Problem to solve ::
Copy out the lines below word for word, starting at the line that contains "Target: overcast sky" and ending at the line that contains "(136, 1114)", with both of those lines included.

>> BEGIN

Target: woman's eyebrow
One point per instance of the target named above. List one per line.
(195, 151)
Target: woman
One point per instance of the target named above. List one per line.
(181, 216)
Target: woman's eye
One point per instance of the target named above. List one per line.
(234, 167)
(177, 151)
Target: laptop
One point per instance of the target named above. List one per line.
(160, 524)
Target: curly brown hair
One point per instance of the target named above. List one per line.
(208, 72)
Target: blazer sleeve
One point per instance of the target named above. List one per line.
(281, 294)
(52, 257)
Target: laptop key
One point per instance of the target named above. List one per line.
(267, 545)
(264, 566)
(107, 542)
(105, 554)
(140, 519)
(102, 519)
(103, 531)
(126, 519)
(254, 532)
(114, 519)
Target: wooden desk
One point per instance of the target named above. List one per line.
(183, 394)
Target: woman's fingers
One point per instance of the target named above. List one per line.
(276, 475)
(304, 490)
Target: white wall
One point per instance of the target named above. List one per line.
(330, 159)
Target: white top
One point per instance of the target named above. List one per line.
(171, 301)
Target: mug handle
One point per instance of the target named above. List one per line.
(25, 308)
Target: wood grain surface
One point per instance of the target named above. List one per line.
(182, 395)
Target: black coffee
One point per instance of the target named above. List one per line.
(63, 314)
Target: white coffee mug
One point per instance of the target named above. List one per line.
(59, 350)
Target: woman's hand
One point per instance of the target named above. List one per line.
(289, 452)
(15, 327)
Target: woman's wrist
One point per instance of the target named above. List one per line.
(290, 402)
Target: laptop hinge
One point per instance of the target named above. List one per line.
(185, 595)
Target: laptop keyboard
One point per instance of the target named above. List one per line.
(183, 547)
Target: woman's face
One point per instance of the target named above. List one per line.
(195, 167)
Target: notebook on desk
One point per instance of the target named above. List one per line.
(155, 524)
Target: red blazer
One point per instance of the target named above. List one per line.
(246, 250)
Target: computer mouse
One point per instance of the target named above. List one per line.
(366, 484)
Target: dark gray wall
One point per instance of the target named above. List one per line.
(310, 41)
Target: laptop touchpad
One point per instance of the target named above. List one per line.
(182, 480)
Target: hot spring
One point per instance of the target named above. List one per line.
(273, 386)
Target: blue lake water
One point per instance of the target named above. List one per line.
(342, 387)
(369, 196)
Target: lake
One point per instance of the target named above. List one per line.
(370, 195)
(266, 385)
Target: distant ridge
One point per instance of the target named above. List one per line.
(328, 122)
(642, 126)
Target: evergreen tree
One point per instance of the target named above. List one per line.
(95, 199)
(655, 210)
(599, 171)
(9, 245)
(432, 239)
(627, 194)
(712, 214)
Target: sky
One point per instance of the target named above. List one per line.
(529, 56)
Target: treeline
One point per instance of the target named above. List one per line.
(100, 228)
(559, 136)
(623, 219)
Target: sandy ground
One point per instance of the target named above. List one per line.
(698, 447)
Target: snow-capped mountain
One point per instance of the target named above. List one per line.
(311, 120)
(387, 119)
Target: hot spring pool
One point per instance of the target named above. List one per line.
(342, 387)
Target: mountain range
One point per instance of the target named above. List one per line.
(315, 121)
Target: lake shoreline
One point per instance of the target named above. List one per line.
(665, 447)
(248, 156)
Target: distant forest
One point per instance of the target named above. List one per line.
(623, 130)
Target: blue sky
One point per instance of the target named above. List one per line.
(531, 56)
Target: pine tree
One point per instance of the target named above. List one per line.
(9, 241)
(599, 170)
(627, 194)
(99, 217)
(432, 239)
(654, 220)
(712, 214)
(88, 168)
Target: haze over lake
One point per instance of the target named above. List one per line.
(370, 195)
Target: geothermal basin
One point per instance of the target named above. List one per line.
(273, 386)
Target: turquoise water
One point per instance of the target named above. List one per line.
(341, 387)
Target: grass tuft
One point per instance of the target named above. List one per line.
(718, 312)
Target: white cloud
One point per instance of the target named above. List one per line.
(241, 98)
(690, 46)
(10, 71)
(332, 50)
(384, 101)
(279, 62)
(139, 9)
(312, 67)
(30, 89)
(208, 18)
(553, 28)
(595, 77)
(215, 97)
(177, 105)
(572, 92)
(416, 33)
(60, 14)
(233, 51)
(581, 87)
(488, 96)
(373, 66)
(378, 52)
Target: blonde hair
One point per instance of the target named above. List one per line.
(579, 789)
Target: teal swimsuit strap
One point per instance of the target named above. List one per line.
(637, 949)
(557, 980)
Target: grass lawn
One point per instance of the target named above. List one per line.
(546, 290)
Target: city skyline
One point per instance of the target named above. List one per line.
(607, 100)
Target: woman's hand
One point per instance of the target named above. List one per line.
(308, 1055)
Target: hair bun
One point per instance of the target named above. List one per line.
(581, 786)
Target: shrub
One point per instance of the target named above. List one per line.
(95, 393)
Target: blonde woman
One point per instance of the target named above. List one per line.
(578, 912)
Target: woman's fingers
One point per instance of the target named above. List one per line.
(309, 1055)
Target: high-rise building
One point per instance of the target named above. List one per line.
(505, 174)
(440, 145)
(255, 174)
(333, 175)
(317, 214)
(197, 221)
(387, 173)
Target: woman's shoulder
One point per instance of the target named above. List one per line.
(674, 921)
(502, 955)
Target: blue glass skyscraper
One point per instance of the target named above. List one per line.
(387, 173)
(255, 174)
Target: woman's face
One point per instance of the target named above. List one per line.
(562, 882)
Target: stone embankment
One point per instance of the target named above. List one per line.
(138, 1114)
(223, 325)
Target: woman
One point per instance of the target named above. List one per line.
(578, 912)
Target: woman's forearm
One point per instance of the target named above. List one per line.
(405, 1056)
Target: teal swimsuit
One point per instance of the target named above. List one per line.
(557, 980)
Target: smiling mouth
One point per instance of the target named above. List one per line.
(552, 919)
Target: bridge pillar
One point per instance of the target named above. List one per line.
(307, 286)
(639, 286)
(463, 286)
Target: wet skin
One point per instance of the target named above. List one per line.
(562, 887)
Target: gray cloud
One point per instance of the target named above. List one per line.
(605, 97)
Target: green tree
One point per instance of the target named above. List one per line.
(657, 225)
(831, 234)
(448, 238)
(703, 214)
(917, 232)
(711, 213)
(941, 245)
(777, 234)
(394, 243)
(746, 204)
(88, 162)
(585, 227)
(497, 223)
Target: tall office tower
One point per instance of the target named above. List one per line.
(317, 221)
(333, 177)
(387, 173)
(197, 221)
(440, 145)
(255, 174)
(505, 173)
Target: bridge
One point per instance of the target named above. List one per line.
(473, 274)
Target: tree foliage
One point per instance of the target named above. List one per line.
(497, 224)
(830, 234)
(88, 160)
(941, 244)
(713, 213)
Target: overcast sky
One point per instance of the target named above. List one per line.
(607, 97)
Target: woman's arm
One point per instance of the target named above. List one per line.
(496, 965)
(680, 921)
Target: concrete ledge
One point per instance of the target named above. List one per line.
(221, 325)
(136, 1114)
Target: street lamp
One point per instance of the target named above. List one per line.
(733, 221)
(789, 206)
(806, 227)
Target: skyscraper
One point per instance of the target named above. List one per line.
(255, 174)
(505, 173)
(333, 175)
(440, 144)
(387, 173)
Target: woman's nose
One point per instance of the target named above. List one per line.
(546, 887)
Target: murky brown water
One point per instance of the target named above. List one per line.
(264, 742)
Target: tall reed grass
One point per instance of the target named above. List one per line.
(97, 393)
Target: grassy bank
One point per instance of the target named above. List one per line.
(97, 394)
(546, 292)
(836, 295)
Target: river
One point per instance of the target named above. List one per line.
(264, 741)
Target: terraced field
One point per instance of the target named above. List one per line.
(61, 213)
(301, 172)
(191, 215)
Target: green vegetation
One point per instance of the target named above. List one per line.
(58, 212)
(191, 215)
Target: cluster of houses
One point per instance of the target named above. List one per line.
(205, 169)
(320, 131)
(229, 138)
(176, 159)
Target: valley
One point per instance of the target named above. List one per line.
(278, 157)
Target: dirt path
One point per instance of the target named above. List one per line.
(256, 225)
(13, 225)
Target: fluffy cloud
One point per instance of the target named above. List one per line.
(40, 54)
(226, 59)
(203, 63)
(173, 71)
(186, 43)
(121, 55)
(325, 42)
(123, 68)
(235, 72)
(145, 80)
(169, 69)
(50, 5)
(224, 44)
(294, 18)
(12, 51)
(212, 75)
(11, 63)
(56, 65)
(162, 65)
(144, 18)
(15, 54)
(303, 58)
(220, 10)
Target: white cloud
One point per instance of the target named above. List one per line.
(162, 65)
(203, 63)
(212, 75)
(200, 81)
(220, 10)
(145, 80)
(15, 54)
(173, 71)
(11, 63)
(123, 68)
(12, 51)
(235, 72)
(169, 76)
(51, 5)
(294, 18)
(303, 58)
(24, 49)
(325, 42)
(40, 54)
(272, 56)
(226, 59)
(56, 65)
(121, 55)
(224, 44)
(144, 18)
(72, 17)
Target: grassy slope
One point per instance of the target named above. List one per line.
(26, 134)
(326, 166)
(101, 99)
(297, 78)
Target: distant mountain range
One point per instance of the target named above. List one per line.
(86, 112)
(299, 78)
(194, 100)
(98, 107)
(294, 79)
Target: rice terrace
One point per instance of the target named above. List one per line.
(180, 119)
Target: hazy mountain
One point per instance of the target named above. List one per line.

>> END

Task answer ::
Target: overcast sky
One point per instance of the target named above. List one per line.
(607, 97)
Target: woman's arm
One point per instance of the target named above. List one per line.
(496, 965)
(680, 921)
Target: concrete ledge
One point per instance of the target named above. List one per line.
(221, 325)
(136, 1114)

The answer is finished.